▸ Exercise instructions:
Write out exactly, with both ends included, the lines that run from the line containing "# test: pointer returns one pin per instance of the reflection" to the end of the entries. Pictures are not part of the answer.

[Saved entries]

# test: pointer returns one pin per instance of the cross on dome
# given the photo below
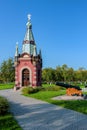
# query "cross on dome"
(29, 17)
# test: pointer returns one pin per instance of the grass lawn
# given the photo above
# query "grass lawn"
(7, 122)
(77, 105)
(6, 86)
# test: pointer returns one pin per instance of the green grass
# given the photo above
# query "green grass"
(77, 105)
(6, 86)
(7, 122)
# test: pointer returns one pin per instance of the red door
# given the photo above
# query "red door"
(25, 77)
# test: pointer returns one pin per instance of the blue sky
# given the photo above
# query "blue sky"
(59, 28)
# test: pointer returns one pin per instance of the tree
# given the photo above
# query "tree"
(7, 70)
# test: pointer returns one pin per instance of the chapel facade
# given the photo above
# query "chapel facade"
(28, 64)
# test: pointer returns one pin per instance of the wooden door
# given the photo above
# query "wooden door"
(25, 77)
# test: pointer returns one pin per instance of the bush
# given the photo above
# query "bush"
(54, 88)
(4, 106)
(29, 90)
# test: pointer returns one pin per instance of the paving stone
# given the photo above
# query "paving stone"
(33, 114)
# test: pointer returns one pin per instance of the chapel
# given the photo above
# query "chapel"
(28, 64)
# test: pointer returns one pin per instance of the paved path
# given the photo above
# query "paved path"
(34, 114)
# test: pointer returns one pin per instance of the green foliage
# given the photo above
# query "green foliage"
(7, 122)
(46, 95)
(54, 88)
(6, 86)
(29, 90)
(65, 74)
(4, 106)
(7, 71)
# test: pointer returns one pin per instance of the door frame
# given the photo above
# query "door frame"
(30, 75)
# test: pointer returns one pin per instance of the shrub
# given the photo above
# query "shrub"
(4, 106)
(29, 90)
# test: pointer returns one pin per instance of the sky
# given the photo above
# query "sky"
(59, 28)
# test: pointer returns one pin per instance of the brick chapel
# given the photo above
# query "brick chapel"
(28, 64)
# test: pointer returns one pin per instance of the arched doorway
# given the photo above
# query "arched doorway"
(25, 77)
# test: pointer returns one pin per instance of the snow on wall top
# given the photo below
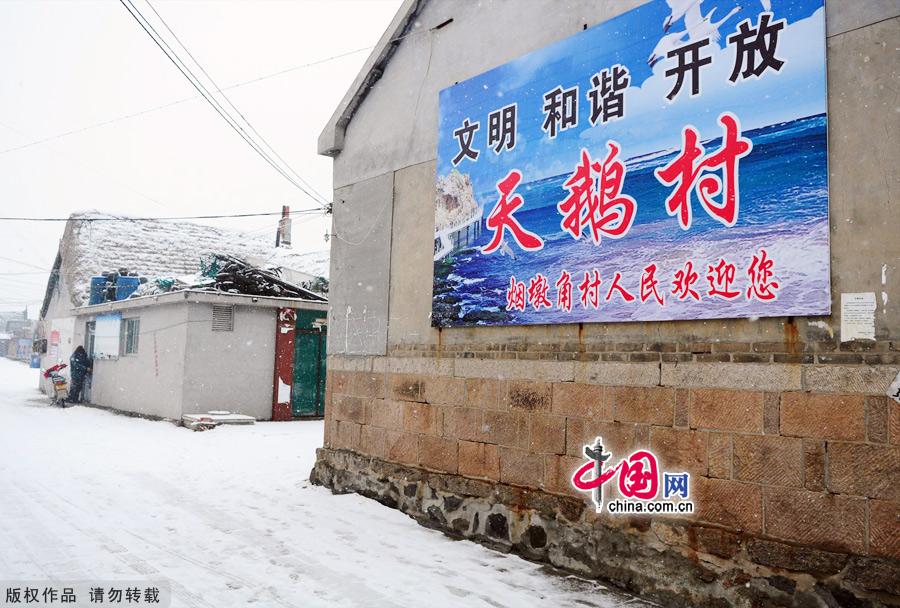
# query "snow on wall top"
(155, 248)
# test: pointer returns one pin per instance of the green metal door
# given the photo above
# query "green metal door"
(308, 393)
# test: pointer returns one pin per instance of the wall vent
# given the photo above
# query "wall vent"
(223, 318)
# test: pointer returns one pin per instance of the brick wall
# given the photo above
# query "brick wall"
(808, 454)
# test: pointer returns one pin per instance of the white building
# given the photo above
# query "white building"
(190, 350)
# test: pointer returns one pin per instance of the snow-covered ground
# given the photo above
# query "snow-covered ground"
(226, 518)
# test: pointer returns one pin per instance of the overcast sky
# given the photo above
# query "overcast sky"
(69, 65)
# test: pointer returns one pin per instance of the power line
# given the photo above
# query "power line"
(236, 85)
(322, 199)
(207, 95)
(152, 219)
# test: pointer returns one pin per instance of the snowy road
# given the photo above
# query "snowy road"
(227, 518)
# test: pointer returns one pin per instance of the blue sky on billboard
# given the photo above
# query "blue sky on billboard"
(652, 123)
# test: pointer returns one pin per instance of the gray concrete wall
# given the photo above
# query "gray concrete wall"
(393, 138)
(360, 267)
(230, 370)
(149, 382)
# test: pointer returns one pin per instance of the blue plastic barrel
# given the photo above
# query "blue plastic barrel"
(125, 286)
(98, 286)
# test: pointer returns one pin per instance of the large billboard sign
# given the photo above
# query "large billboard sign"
(670, 163)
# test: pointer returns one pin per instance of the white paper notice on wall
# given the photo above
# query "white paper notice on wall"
(858, 316)
(894, 389)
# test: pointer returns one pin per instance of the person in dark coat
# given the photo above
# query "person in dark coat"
(80, 365)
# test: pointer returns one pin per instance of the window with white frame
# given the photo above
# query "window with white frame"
(131, 331)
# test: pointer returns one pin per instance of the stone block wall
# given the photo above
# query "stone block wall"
(794, 466)
(793, 448)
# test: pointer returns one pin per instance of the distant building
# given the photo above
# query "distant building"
(185, 341)
(15, 335)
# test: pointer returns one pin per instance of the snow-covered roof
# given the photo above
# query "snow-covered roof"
(163, 249)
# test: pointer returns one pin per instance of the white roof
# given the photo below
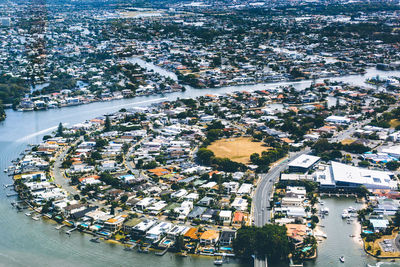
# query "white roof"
(304, 161)
(355, 175)
(225, 213)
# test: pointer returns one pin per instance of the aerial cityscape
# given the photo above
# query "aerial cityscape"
(200, 133)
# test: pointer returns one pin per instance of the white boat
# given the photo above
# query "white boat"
(345, 214)
(351, 209)
(218, 262)
(325, 210)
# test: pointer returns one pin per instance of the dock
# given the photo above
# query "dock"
(58, 227)
(162, 253)
(71, 230)
(144, 250)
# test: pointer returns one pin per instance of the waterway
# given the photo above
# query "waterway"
(24, 242)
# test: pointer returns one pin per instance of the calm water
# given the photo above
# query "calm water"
(24, 242)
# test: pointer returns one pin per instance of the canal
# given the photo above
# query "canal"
(24, 242)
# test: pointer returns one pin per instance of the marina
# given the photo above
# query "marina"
(21, 129)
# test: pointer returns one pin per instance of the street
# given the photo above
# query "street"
(261, 198)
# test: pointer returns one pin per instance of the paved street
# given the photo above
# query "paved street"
(264, 189)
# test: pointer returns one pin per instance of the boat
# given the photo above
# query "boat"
(95, 240)
(351, 209)
(325, 210)
(345, 214)
(218, 262)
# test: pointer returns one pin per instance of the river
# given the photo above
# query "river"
(24, 242)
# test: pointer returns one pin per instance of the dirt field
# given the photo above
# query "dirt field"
(236, 149)
(394, 123)
(347, 141)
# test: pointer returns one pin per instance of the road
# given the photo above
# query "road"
(264, 189)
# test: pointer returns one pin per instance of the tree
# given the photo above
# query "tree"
(60, 130)
(107, 124)
(396, 219)
(179, 243)
(205, 156)
(124, 198)
(268, 241)
(392, 165)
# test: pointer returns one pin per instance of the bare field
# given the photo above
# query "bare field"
(236, 149)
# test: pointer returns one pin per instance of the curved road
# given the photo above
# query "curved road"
(264, 189)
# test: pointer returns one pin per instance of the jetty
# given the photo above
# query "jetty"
(71, 230)
(144, 250)
(162, 253)
(58, 227)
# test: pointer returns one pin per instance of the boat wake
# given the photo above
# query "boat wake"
(136, 103)
(379, 264)
(39, 133)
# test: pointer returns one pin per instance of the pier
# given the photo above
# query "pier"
(162, 253)
(71, 230)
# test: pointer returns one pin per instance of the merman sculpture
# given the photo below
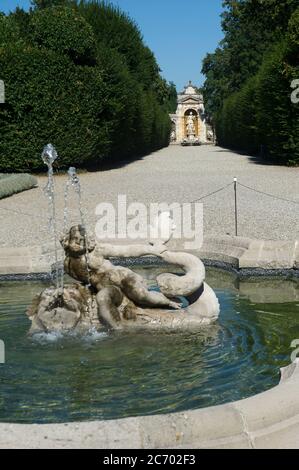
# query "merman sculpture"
(116, 298)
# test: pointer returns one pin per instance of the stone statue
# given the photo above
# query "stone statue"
(191, 124)
(116, 298)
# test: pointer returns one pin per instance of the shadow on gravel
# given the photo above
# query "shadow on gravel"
(257, 159)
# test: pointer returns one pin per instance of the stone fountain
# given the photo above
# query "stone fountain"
(107, 296)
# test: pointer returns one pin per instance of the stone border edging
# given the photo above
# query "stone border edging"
(236, 253)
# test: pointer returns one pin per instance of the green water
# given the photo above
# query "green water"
(50, 379)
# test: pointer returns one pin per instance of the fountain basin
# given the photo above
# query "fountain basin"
(58, 380)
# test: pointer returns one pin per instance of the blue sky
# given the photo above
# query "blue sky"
(180, 33)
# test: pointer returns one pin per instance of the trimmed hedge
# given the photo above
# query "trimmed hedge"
(261, 116)
(13, 184)
(71, 80)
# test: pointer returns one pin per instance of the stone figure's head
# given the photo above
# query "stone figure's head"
(74, 243)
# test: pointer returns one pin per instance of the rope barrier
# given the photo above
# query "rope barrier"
(267, 194)
(212, 194)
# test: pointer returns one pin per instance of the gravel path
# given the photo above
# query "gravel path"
(175, 174)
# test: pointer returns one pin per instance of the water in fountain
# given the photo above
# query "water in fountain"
(49, 156)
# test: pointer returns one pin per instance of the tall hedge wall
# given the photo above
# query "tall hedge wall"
(72, 80)
(261, 116)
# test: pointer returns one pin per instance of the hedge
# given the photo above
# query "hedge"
(71, 80)
(261, 116)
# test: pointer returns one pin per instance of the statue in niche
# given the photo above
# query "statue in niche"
(191, 125)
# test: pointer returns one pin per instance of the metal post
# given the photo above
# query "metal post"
(236, 207)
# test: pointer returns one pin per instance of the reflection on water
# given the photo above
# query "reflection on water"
(55, 379)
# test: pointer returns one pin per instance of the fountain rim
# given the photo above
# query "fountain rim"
(266, 420)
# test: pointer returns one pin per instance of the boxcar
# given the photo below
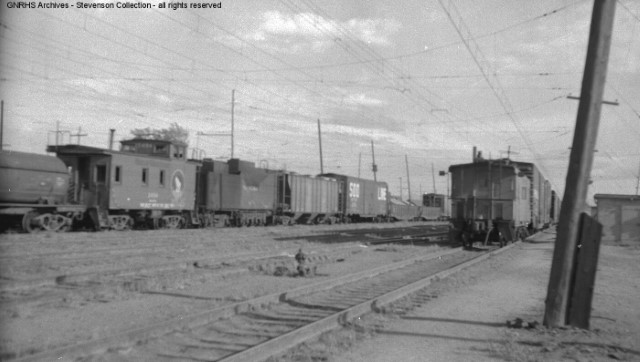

▸ Exercise response:
# test: pointer returns one pin per instance of the reflection on water
# given the photo above
# query "reflection on water"
(55, 379)
# test: pointer returns one pin per instance of the fountain rim
# given the photo above
# query "fountain rim"
(266, 420)
# test: pointer returns one pin per instance of the boxcar
# given the photo below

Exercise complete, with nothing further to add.